◆ Vorliegender Text:

Kreisfeuerwehrverband
Frankfurt am Main 1869 e.V.

„Unser Ziel heißt Innovation!“

Feuerwehr verliert Motivation und Führung

SINDLINGEN Sven Sommerschuh gibt Wehrführerposten ab - und klagt über Bürokratismus  

Sven Sommerschuh hängt die Jacke des Sindlinger Wehrführers an den Nagel. Er scheidet zum Monatsende aus dem Amt.Foto: Michael SittigVon 2007 bis 2013 war Sven Sommerschuh, heute 44, Stellvertreter von Wehrführer Sascha Fölsing. Als der aufhörte, "habe ich lange überlegt, ob ich das machen will, weil es so viel Arbeit ist", sagt Sommerschuh, der Familienvater und Schichtleiter im Schichtdienst ist. Jetzt habe er wieder lange überlegt, ob er vorzeitig aufhört - gewählt ist er bis 2023. Doch es ist ein Abschied mit Ansage. "Im Januar habe ich den Dienstplan fertig gemacht, auf Neuerungen hingewiesen und betont, dass sich etwas ändern muss. Die Ausbildung, die Einsätze, die Veranstaltungen sollen Freude machen und gerne besucht werden. Sollte das nicht gelingen, würde ich das Amt zur Verfügung stellen und Platz machen für einen anderen", kündigte er damals an.

◆ Aufgabenstellung:
Welcher Abschnitt steht im Artikel über den Sindlinger Wehrführer oben von „Sven Sommerschuh hängt“ bis einschließlich „er damals an.“? Entnimm ihn wortgetreu.

◆ Aufgelistete Zeilen:
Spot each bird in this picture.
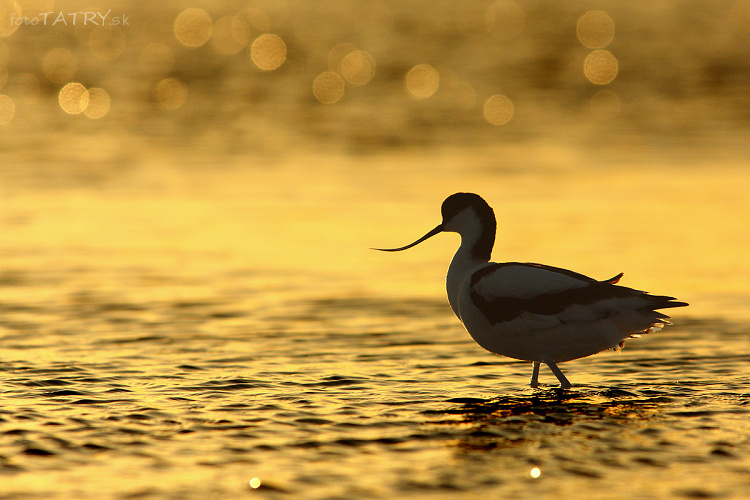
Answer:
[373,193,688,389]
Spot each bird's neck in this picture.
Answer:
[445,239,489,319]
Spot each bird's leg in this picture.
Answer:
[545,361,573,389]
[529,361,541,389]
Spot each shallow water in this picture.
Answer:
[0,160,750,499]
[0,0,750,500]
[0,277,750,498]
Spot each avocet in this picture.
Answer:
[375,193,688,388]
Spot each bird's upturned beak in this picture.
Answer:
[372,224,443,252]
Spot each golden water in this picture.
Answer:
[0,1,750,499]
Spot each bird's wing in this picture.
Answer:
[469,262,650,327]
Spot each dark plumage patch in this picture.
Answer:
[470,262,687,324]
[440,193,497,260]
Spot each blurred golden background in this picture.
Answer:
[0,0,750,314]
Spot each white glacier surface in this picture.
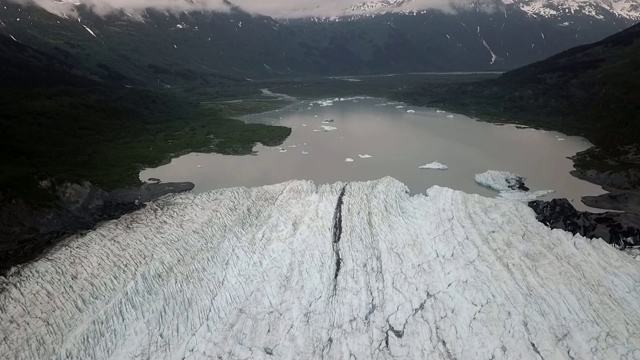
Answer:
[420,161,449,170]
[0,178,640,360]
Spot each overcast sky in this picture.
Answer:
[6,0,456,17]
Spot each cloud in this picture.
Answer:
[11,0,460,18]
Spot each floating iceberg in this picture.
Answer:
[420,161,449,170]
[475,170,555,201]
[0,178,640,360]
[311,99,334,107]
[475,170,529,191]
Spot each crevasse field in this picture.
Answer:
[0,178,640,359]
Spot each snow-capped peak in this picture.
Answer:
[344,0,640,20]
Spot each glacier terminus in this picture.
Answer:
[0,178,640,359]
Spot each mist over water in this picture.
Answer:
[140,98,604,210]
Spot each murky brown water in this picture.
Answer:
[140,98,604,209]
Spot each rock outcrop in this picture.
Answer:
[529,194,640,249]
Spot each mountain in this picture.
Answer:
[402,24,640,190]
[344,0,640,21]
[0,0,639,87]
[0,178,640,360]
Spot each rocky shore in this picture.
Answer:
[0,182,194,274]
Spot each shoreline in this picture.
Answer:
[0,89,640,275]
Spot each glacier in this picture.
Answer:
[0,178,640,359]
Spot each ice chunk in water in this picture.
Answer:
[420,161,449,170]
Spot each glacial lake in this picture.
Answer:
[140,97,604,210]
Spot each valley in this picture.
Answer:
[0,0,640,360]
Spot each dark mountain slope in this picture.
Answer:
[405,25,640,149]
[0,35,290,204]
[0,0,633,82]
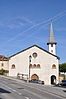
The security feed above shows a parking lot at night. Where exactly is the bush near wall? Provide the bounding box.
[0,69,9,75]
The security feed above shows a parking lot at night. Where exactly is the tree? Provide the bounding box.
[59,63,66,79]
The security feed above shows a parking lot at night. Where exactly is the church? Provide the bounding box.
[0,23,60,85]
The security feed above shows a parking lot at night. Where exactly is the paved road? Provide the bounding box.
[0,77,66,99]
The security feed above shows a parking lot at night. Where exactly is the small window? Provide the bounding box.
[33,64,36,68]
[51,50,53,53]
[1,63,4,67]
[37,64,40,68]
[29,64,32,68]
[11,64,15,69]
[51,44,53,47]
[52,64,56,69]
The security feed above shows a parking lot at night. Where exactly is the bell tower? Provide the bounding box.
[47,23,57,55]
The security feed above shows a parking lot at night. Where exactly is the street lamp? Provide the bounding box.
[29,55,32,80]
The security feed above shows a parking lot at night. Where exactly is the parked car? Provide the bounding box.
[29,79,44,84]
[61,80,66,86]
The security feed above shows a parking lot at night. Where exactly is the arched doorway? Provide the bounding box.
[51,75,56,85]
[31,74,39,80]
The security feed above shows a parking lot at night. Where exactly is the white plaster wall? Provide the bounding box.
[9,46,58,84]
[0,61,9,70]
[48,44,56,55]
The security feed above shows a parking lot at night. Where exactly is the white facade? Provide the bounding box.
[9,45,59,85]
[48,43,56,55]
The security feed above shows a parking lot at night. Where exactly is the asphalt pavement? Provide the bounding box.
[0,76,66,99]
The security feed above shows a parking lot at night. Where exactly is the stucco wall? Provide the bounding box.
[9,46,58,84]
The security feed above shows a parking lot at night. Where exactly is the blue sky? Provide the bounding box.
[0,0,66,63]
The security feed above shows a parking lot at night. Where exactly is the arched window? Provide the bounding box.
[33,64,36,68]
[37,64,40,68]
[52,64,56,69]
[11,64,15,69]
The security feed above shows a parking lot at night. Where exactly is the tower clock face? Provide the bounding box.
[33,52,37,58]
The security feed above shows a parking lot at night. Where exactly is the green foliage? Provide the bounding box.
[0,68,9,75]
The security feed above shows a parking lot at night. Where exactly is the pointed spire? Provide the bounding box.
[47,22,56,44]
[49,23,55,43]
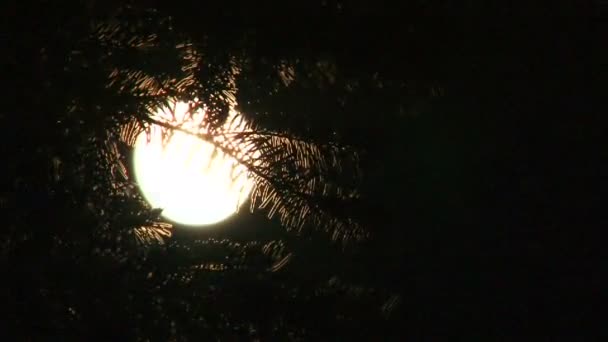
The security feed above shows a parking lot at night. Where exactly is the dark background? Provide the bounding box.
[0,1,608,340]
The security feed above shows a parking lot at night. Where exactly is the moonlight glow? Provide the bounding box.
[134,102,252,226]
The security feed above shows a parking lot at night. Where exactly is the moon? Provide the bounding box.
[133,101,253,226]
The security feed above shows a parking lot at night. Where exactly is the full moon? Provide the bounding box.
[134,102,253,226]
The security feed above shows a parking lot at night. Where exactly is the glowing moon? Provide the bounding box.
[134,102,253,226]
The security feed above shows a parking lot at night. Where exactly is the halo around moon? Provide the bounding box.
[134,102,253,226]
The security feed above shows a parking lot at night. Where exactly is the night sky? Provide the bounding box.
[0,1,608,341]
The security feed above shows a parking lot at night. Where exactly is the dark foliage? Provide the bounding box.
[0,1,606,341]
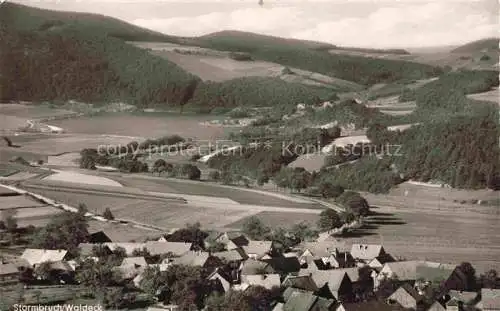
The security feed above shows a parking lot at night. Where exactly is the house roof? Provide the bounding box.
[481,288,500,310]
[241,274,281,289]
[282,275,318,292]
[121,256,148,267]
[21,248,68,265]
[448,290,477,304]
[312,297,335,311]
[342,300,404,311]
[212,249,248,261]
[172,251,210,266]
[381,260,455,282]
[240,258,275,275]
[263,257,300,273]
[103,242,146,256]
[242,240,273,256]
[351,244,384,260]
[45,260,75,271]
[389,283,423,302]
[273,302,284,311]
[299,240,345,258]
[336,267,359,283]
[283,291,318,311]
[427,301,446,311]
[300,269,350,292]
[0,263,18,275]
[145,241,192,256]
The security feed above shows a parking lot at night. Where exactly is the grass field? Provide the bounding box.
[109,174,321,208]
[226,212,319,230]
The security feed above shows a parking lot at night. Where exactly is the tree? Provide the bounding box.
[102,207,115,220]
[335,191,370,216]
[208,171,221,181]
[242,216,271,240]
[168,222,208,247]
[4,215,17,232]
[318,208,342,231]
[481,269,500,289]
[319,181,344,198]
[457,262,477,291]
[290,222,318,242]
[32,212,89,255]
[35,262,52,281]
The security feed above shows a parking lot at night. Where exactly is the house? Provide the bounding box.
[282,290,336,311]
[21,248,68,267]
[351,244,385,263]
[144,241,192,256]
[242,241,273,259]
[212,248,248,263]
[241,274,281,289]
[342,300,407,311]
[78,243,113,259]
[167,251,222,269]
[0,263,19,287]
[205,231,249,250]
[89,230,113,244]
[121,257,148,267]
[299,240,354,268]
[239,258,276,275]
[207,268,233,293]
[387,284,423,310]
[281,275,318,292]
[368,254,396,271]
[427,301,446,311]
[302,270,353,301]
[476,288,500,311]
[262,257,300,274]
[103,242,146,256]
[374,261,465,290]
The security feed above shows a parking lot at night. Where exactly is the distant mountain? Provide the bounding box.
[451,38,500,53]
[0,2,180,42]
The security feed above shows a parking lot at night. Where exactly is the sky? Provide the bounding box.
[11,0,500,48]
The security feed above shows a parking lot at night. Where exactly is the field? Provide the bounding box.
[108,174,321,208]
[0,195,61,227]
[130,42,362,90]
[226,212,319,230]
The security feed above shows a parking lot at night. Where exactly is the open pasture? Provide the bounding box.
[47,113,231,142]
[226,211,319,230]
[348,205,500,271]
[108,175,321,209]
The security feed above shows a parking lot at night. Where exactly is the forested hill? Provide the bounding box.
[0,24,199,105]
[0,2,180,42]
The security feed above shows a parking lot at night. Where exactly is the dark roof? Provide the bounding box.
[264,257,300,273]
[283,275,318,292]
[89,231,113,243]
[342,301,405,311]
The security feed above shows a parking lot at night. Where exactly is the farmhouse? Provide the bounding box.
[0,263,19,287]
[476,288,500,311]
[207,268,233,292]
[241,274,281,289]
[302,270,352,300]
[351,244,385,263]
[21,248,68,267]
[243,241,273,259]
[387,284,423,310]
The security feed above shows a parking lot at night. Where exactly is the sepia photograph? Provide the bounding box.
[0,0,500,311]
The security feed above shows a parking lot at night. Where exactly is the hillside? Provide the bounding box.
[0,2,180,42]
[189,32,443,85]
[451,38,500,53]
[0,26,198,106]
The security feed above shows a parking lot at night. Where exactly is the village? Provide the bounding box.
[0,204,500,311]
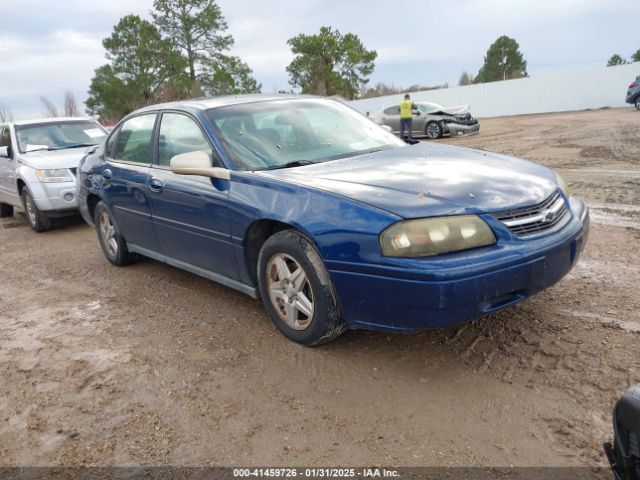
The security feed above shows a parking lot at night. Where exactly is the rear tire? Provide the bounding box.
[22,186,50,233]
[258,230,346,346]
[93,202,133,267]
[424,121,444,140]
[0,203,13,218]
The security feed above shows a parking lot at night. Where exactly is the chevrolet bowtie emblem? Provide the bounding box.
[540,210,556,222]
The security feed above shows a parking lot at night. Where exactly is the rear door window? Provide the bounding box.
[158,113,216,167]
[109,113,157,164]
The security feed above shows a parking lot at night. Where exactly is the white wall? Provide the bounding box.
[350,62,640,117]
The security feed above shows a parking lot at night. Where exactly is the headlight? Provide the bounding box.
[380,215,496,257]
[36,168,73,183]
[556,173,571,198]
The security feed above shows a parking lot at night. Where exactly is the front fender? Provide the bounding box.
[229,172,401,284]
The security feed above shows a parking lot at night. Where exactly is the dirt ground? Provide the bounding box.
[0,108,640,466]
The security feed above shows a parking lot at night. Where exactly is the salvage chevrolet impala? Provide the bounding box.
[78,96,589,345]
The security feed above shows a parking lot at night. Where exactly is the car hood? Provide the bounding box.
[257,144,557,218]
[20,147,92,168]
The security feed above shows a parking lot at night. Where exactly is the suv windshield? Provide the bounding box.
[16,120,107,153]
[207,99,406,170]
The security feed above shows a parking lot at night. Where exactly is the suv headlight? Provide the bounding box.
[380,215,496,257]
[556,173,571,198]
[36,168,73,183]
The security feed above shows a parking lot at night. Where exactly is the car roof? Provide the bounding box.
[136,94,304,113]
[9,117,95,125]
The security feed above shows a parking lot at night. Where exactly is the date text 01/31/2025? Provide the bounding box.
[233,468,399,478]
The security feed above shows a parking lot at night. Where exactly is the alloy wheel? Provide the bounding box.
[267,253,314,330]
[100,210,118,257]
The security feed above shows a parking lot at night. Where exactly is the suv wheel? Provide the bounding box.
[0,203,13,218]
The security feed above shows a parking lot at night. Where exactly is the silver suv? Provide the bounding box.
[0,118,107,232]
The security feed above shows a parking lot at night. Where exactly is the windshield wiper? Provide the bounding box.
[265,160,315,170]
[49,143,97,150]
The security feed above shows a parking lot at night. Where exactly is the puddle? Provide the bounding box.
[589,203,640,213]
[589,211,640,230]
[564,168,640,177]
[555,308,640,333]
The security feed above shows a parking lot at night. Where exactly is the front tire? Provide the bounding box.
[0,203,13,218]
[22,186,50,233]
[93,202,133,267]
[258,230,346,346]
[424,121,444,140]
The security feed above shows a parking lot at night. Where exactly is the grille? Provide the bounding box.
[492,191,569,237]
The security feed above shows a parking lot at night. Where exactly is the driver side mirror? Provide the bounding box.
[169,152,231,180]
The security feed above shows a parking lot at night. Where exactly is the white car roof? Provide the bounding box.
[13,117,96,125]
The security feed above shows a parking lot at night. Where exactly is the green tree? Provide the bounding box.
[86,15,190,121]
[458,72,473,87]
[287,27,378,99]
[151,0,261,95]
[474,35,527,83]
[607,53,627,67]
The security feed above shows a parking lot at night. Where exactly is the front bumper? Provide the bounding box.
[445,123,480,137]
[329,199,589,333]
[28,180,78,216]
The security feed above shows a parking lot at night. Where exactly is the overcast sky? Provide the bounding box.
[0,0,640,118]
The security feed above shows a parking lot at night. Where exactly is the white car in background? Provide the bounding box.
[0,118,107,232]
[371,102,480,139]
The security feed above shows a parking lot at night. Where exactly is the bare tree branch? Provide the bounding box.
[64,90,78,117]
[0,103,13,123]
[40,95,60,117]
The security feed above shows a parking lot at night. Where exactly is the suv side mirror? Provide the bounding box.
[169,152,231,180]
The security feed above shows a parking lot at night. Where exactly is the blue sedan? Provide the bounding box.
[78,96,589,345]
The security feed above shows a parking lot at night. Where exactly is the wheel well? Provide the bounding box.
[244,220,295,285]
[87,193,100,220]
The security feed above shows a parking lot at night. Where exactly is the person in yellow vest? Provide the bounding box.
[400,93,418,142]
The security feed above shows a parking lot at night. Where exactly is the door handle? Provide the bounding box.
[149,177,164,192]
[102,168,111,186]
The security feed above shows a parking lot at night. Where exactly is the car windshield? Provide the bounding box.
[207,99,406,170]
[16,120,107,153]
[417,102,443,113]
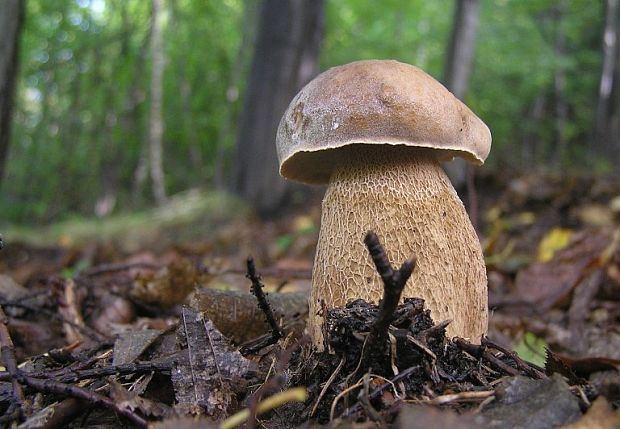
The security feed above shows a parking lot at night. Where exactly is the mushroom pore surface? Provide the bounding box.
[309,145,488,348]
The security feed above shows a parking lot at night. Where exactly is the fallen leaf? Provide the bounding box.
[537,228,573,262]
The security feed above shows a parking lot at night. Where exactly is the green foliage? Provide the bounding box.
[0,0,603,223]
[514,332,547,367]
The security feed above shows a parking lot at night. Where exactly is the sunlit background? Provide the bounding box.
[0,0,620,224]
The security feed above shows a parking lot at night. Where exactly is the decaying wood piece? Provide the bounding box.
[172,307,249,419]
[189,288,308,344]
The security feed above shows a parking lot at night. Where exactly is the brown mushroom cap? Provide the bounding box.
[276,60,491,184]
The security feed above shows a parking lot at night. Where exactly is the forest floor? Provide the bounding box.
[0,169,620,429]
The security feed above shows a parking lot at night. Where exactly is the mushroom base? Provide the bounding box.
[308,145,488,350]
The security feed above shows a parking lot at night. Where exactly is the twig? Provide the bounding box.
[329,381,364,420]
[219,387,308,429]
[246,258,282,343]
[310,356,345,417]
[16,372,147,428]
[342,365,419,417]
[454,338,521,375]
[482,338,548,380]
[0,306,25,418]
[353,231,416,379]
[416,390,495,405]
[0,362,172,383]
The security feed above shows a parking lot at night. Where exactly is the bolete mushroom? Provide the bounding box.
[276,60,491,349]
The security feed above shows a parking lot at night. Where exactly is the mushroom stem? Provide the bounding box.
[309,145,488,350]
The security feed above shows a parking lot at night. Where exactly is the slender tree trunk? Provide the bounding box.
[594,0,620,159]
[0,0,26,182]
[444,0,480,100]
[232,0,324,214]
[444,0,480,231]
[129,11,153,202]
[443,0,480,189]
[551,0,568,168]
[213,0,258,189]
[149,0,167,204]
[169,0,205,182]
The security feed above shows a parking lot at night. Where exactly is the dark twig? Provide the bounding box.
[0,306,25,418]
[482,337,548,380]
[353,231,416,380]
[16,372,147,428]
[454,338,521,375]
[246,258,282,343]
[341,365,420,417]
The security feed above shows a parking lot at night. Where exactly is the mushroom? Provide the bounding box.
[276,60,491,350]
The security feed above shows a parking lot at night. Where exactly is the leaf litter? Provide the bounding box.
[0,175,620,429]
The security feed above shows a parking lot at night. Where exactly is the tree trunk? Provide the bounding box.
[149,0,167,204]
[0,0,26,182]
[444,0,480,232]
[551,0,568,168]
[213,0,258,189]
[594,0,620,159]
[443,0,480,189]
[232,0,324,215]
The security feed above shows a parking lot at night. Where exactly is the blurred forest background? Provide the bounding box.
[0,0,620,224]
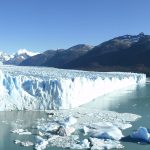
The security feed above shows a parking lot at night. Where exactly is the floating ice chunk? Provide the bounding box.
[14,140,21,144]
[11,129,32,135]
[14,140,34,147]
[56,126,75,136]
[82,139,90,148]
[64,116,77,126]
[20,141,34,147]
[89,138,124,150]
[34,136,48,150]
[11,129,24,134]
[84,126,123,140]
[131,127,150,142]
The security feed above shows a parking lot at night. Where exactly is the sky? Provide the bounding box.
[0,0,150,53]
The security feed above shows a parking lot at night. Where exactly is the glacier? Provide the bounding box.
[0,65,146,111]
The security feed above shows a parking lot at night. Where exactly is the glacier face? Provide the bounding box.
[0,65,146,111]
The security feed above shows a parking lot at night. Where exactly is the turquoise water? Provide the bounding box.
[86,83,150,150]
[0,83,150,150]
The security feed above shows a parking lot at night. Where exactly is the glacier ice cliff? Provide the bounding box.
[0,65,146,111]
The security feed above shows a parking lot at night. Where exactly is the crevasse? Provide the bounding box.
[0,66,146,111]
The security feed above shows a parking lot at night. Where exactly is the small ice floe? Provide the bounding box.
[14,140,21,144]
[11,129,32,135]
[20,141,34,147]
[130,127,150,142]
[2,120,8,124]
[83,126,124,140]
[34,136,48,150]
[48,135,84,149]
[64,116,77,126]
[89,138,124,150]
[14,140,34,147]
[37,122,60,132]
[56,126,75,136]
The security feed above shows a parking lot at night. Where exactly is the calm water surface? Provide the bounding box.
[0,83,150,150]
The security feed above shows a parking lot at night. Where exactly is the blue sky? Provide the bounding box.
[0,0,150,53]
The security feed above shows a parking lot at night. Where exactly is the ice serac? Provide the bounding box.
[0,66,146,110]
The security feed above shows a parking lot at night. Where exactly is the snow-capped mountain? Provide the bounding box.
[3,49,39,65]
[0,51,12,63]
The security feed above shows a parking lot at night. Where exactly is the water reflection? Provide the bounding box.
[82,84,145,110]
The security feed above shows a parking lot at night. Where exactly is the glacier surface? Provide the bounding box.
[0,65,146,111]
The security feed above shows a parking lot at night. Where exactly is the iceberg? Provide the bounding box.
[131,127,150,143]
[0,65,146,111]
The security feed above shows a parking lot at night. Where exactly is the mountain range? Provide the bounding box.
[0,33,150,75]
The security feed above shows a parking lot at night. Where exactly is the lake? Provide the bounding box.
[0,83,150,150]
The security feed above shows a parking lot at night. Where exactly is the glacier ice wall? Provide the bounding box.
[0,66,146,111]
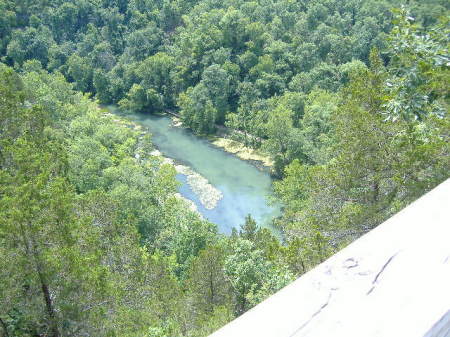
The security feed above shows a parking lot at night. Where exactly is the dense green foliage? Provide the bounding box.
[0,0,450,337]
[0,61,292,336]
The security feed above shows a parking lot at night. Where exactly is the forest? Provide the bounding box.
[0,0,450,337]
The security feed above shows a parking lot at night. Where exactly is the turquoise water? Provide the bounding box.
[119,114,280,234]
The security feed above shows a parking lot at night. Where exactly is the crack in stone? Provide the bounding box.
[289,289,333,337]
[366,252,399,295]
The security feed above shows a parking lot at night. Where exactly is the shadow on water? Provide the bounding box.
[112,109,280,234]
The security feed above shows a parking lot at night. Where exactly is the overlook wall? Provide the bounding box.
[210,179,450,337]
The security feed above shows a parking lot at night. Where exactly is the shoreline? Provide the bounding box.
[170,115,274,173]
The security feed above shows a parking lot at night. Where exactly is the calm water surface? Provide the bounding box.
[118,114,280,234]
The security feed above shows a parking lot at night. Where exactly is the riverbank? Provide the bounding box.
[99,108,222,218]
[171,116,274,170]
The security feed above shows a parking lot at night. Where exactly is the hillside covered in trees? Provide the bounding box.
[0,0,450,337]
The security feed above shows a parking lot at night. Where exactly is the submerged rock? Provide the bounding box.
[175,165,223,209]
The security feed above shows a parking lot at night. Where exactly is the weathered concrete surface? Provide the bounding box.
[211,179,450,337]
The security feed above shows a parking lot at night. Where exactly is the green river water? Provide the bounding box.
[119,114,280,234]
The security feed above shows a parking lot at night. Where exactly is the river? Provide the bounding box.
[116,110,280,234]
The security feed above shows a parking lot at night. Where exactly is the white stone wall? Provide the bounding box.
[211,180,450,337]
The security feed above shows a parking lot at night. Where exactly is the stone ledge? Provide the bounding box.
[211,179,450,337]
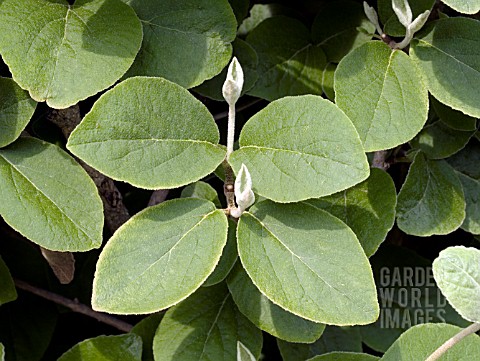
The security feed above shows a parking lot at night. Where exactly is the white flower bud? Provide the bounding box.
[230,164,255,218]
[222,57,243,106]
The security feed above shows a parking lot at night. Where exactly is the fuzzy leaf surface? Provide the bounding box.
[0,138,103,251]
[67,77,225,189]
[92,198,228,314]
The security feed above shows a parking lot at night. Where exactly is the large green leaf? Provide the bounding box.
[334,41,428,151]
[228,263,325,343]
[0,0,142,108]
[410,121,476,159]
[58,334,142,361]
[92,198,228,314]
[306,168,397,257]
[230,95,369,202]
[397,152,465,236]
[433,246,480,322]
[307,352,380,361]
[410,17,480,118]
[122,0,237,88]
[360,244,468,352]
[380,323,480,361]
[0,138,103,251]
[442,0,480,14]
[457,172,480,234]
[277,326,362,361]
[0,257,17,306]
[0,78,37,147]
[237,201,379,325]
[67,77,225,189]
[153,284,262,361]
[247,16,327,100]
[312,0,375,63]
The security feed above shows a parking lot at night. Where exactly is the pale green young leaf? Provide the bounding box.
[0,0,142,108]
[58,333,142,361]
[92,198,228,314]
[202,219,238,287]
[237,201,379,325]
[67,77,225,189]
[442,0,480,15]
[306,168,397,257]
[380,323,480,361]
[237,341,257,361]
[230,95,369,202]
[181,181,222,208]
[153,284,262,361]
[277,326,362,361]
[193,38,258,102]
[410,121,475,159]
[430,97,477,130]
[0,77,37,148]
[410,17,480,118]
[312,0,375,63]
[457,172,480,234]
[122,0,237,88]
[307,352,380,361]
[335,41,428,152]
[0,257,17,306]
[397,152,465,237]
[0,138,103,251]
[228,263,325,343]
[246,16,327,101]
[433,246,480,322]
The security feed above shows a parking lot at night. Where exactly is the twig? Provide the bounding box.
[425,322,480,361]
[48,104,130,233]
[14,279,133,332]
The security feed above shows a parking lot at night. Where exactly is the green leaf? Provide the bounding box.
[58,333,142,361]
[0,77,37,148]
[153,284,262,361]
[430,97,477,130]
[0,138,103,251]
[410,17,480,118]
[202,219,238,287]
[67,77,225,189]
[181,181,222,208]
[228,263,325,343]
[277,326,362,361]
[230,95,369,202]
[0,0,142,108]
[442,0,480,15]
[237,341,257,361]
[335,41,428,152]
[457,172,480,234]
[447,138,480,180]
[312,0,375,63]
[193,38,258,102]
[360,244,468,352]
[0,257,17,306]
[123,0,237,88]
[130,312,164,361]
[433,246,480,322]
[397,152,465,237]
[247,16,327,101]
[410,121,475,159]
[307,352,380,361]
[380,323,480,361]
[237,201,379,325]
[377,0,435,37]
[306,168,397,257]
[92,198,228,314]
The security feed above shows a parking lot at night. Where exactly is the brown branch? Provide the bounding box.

◆ Ergebnis:
Sven Sommerschuh hängt die Jacke des Sindlinger Wehrführers an den Nagel. Er scheidet zum Monatsende aus dem Amt.Foto: Michael SittigVon 2007 bis 2013 war Sven Sommerschuh, heute 44, Stellvertreter von Wehrführer Sascha Fölsing. Als der aufhörte, "habe ich lange überlegt, ob ich das machen will, weil es so viel Arbeit ist", sagt Sommerschuh, der Familienvater und Schichtleiter im Schichtdienst ist. Jetzt habe er wieder lange überlegt, ob er vorzeitig aufhört - gewählt ist er bis 2023. Doch es ist ein Abschied mit Ansage. "Im Januar habe ich den Dienstplan fertig gemacht, auf Neuerungen hingewiesen und betont, dass sich etwas ändern muss. Die Ausbildung, die Einsätze, die Veranstaltungen sollen Freude machen und gerne besucht werden. Sollte das nicht gelingen, würde ich das Amt zur Verfügung stellen und Platz machen für einen anderen", kündigte er damals an.